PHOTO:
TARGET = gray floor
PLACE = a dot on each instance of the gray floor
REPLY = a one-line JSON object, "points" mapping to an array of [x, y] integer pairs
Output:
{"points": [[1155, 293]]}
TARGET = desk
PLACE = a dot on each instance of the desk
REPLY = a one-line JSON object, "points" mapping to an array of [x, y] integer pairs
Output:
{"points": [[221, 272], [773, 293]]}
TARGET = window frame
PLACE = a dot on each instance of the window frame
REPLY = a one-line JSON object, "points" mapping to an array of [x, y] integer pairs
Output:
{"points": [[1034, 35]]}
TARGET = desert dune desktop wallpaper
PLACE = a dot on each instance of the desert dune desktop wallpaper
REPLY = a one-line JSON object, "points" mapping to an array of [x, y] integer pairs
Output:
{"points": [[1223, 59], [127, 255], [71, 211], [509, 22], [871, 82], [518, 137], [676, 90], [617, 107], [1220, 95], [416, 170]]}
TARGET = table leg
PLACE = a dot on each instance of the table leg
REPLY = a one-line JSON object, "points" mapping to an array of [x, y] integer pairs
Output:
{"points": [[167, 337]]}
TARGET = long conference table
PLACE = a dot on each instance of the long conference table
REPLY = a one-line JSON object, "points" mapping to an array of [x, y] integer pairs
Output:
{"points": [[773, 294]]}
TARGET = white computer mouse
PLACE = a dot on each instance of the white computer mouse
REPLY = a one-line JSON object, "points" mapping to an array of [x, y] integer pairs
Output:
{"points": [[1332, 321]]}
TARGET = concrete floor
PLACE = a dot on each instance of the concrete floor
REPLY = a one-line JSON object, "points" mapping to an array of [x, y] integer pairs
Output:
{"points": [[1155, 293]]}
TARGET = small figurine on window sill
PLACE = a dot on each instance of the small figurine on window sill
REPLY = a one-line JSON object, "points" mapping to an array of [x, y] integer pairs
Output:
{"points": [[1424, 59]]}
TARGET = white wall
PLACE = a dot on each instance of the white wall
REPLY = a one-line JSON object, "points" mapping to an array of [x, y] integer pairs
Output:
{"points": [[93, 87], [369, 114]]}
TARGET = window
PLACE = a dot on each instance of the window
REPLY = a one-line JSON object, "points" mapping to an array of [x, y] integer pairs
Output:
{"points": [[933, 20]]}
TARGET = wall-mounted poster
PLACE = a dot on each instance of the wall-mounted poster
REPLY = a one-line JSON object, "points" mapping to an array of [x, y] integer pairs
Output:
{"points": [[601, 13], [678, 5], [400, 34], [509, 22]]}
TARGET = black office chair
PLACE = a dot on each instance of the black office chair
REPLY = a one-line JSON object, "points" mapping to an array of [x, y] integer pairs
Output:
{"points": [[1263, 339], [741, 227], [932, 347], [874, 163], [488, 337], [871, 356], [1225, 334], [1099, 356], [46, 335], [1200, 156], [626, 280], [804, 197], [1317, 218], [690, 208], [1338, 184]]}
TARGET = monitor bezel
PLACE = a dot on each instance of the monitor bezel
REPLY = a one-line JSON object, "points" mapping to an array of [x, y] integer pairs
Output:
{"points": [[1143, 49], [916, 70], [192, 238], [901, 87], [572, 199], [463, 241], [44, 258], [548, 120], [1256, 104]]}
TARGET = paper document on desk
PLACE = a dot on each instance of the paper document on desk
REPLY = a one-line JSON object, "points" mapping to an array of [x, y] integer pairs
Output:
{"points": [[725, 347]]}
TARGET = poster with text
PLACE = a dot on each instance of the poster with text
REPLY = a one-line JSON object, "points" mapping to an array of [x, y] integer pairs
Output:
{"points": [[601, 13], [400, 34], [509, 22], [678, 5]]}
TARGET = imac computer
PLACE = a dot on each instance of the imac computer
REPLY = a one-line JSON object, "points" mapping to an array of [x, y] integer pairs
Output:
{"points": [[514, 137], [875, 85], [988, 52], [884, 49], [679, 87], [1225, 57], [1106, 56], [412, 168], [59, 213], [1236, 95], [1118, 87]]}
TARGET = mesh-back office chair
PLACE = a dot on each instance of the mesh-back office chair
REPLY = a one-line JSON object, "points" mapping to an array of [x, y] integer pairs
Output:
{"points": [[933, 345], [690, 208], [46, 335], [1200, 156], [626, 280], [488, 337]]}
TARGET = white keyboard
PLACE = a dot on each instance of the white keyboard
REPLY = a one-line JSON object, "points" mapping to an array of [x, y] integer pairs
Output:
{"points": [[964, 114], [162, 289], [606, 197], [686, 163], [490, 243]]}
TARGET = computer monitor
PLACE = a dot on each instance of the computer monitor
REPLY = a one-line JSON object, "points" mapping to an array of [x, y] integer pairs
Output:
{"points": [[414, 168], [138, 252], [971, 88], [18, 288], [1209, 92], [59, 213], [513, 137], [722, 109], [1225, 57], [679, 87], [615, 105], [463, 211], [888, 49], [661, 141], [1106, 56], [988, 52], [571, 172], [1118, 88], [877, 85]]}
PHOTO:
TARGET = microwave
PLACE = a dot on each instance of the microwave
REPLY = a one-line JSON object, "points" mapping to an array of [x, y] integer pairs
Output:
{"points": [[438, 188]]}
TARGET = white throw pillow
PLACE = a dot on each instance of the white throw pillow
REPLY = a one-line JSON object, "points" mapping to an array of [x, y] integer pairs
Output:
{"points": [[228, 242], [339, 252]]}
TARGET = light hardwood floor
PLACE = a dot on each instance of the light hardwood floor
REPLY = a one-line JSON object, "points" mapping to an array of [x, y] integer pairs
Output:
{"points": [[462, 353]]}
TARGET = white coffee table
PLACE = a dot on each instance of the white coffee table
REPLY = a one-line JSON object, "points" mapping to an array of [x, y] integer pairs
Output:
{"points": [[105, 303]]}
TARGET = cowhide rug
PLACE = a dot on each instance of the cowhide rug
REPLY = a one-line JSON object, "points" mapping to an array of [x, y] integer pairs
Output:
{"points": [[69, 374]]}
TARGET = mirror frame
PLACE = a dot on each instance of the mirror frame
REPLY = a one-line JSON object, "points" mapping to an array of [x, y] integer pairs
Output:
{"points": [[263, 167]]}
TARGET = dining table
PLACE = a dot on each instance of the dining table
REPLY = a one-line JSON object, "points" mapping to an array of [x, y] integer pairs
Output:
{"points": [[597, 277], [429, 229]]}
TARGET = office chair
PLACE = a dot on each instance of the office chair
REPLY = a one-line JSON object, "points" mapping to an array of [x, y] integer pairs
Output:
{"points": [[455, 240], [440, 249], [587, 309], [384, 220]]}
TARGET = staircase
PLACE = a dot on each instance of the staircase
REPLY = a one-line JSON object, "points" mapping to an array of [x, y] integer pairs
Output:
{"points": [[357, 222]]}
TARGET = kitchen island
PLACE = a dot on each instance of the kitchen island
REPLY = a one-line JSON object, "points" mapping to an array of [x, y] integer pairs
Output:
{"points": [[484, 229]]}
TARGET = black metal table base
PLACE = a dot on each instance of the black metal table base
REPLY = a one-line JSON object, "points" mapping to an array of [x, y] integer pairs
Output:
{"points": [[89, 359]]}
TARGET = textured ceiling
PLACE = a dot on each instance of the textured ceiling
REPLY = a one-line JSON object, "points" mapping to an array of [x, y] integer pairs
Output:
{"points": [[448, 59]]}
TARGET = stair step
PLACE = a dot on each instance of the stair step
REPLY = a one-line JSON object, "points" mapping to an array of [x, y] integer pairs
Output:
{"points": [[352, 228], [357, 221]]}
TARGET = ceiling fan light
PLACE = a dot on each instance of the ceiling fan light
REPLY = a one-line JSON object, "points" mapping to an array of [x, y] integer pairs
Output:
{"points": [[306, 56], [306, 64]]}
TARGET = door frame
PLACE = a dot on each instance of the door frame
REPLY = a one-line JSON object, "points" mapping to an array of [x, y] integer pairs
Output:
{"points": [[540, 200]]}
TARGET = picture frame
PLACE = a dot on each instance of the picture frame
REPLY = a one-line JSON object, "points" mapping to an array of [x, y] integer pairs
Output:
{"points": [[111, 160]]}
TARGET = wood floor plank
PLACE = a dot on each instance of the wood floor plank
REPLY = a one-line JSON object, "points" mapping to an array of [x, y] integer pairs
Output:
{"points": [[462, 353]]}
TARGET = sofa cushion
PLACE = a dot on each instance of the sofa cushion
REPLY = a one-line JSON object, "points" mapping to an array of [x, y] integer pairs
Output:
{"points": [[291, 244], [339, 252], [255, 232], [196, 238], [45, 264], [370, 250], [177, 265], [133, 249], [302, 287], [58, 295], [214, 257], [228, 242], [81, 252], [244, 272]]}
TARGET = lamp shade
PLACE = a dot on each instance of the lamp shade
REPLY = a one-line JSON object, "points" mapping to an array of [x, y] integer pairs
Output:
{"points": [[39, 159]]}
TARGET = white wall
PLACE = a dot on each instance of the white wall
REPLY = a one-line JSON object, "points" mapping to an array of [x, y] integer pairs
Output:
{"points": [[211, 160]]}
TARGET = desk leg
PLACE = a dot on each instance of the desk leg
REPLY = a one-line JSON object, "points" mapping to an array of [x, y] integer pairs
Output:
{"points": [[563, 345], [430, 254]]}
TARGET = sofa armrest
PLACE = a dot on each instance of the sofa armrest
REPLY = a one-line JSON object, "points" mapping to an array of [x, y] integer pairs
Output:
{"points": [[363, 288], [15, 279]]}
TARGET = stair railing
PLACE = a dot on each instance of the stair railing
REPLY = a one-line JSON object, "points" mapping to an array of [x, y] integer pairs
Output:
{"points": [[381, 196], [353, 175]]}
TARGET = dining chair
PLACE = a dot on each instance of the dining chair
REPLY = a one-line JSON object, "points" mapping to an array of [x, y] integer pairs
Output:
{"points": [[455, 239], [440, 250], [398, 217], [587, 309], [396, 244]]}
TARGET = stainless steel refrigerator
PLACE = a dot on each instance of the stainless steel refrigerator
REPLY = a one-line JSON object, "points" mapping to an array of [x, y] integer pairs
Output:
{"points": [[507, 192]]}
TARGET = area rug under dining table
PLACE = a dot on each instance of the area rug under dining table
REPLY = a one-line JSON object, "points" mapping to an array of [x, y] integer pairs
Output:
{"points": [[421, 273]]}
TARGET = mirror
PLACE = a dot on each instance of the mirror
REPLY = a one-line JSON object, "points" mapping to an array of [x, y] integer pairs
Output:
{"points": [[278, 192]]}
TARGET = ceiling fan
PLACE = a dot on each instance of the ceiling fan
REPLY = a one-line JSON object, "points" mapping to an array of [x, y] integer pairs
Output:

________________

- _Brief_:
Repeat exactly the lines from the line containing "TARGET = stainless steel refrigerator" through the end of the listing above; both boundary lines are part of the output.

- _Full solution_:
TARGET = stainless steel refrigerator
PLACE = a dot on each instance of the stainless steel refrigerator
REPLY = a one-line JSON object, "points" mapping to an array of [x, y] integer pairs
Output:
{"points": [[507, 192]]}
TARGET = area rug under dining table
PLACE = a dot on each instance of the area rug under dining table
REPLY = a one-line JSON object, "points" mapping to an array of [x, y] integer pairs
Output:
{"points": [[421, 273]]}
TARGET = mirror
PLACE = a dot on each instance of the mirror
REPLY = a one-line JSON object, "points" mapping to an array of [x, y] integer pairs
Output:
{"points": [[278, 192]]}
TARGET = ceiling fan
PLACE = a dot on each instance of the ceiling fan
REPLY = a one-line JSON object, "points" mapping to an array of [x, y] integer pairs
Output:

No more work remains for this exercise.